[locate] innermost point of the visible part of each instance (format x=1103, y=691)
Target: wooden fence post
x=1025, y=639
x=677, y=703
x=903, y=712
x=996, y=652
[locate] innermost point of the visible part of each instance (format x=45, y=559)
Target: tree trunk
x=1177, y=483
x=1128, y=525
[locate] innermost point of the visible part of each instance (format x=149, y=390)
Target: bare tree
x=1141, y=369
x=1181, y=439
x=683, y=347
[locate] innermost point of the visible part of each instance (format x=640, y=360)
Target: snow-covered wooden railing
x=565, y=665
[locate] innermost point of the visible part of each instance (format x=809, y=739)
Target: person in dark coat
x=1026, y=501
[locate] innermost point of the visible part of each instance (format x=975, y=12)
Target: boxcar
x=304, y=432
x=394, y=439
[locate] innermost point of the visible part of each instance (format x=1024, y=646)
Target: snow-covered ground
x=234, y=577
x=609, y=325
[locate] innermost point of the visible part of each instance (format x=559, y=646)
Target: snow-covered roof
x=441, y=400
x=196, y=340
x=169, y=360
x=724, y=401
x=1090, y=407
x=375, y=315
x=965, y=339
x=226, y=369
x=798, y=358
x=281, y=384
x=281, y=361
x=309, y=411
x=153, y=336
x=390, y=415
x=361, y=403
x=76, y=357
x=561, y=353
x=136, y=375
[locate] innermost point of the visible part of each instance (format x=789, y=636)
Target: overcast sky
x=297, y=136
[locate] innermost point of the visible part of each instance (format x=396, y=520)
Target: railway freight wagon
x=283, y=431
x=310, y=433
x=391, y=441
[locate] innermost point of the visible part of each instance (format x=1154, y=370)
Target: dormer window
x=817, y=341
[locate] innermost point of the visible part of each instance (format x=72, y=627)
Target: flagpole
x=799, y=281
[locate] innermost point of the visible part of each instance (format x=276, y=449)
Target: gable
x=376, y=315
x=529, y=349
* * *
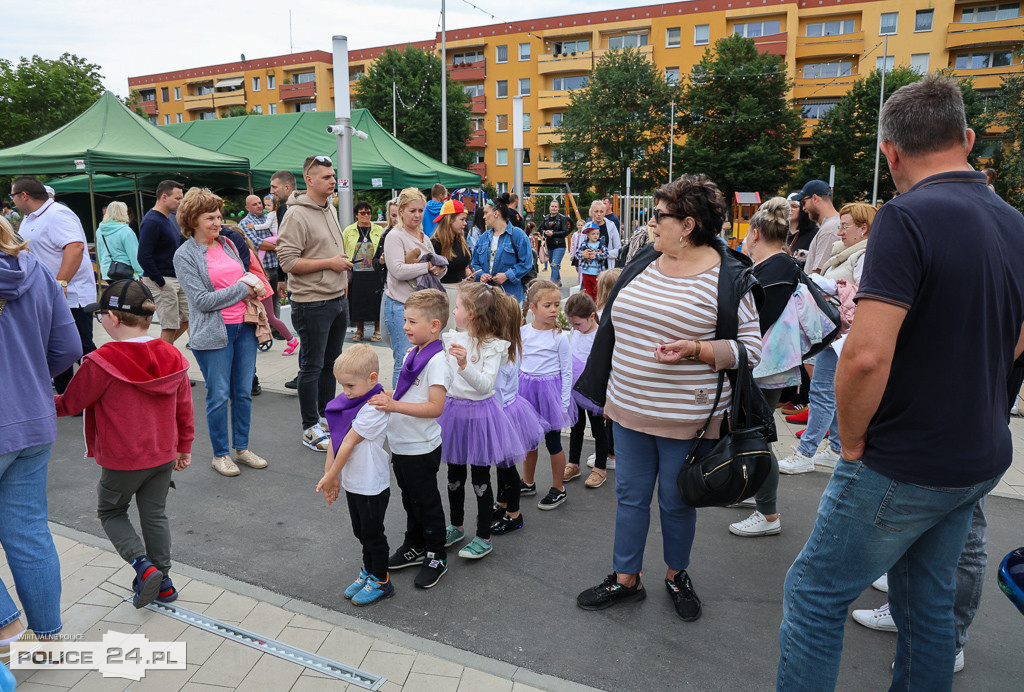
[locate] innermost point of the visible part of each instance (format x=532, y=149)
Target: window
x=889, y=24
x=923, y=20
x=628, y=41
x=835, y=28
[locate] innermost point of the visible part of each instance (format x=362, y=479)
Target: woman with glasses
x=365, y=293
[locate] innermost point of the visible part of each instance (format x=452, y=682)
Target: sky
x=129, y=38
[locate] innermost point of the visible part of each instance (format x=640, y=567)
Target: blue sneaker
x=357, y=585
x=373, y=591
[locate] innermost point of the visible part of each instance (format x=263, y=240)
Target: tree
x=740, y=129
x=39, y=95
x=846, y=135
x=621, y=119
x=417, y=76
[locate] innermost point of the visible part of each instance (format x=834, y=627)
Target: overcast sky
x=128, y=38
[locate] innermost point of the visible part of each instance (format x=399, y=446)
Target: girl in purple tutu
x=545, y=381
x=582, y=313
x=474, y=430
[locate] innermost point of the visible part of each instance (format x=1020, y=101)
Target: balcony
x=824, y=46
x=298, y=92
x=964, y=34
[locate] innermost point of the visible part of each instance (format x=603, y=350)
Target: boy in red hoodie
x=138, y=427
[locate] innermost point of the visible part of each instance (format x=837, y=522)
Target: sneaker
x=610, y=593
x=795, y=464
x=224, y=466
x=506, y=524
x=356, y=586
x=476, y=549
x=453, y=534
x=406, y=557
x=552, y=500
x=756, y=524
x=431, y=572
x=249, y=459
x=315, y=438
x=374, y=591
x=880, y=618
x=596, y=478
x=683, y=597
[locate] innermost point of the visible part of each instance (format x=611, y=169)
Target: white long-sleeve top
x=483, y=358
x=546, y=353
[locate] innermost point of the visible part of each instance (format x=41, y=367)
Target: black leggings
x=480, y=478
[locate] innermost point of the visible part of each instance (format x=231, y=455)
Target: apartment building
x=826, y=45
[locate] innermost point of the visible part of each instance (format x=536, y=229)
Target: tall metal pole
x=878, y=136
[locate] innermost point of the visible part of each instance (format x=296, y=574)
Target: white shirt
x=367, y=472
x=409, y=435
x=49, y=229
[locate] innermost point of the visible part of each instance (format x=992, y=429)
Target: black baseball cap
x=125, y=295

**REQUIREMENTS:** Copy out the data from the line with "(format x=72, y=627)" to the line with "x=799, y=281", both included, exactly as they appear in the data.

**RESULT:**
[locate] innermost point of the visible part of each instance (format x=72, y=627)
Target: flagpole
x=799, y=281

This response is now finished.